Nike’s Phil Knight donating $500 million to cancer research

June 25, 2015, 9:37 PM UTC
2012 U.S. Olympic Track & Field Team Trials - Day 9
Co-founder and chairman of Nike, Phil Knight attends day nine of the U.S. Olympic Track & Field Team Trials at the Hayward Field on June 30, 2012 in Eugene, Oregon.
Photograph by Christian Petersen — Getty Images

Nike co-founder and chairman Phil Knight is donating $500 million to cancer research after Oregon Health & Science University met his earlier challenge to raise the same amount, the university has announced.


“These last 22 months have shown what is possible when people of vision focus on a single goal,” Knight said in a statement.

Together, the $1 billion from Knight and OHSU will be used to create the first large-scale program to overhaul early detection of lethal cancers and will help fast-track recruitment of 250 to 300 scientists to launch such an initiative. That includes bringing on about 25 of the world’s top researchers, OHSU said.

━━━━━━━━━━

◆ **TASKS TO COMPLETE**
- A) Answer these questions about the article on Phil Knight's donation:
(i) At what venue was Knight photographed at the 2012 trials?
(ii) How many scientists will the combined $1 billion help recruit?
(iii) How many months did Knight say had passed in his statement?
- B) Which organizations does the article on Phil Knight's donation name? List every one.
- C) Can you carry on the article about Phil Knight's cancer research donation from where it stops?

━━━━━━━━━━

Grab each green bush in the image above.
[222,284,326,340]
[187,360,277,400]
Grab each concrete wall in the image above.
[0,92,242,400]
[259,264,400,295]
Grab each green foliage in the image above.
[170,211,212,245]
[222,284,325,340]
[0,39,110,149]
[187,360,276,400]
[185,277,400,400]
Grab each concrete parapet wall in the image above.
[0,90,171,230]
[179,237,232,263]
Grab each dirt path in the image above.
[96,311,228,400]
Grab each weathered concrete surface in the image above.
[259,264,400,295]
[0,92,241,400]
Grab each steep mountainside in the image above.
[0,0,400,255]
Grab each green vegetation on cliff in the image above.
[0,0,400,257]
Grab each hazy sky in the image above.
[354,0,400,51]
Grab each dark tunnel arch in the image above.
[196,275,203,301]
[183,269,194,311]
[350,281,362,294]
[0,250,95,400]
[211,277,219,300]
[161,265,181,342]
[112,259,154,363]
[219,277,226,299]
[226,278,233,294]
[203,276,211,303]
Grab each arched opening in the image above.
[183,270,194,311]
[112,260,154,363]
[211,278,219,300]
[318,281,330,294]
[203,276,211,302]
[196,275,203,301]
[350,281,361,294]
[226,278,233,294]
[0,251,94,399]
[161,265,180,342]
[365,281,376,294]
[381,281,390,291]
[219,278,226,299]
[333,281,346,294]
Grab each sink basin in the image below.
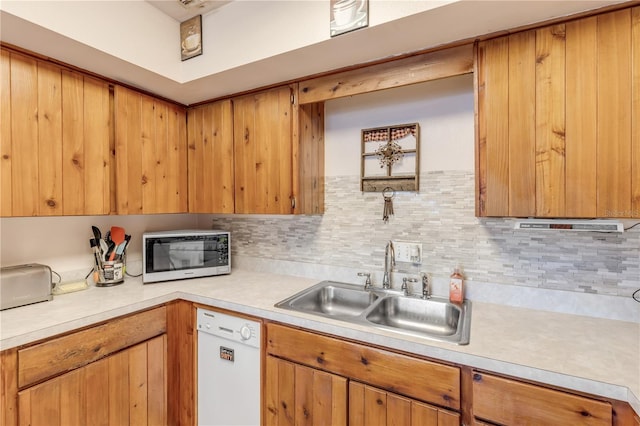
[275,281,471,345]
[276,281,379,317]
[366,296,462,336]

━━━━━━━━━━

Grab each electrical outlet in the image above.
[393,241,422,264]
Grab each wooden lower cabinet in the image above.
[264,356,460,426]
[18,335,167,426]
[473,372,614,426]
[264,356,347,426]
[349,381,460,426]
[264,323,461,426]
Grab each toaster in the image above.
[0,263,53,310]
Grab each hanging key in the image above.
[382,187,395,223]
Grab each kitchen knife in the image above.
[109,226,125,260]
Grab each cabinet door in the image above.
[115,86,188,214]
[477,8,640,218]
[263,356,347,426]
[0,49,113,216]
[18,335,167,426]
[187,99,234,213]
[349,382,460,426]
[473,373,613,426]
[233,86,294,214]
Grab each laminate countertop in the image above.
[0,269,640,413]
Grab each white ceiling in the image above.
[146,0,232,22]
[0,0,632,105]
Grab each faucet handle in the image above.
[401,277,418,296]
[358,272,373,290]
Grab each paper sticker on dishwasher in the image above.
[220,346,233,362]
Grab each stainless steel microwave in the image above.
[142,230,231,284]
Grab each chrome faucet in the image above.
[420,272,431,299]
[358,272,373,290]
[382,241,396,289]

━━━━━━━━━━

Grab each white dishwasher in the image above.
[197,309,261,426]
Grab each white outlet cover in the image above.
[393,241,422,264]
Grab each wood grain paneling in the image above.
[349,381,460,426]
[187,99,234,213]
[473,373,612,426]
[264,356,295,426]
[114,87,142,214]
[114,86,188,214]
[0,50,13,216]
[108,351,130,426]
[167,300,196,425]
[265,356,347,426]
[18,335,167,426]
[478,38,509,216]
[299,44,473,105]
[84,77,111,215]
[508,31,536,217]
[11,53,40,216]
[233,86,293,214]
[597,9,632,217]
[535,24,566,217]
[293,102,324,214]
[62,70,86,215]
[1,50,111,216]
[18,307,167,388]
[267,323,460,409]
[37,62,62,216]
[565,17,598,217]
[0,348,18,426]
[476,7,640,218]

━━━━━━━━━━

◆ **ANSWERS BY ITEM**
- A)
(i) Hayward Field in Eugene, Oregon
(ii) 250 to 300
(iii) 22

- B) Nike, Oregon Health & Science University (OHSU), Getty Images

- C)
“While cancer treatment has evolved to become more precise and less toxic, the tests and tools used for cancer detection have not changed in decades,”said Brian Druker, a doctor director of the OHSU Knight Cancer Institute, in a statement. “Without better, earlier detection, and a full understanding of cancer’s origins in the body, the promise of precision cancer medicine cannot be realized.”

By detecting cancer earlier and more precisely, doctors hope they will be able to unlock better cures to attack the disease and improve survival rates. Earlier detection can also lower overall costs of treatment, as that’s when the malignancy is most curable with the fewest side effects.

More than $20 million in donations for the cause flooded in within the past few weeks, helping OHSU meet its goal. The largest gifts over the past two years came from the state of Oregon, which invested $200 million, and Columbia Sportswear Chairman Gert Boyle, who donated $100 million.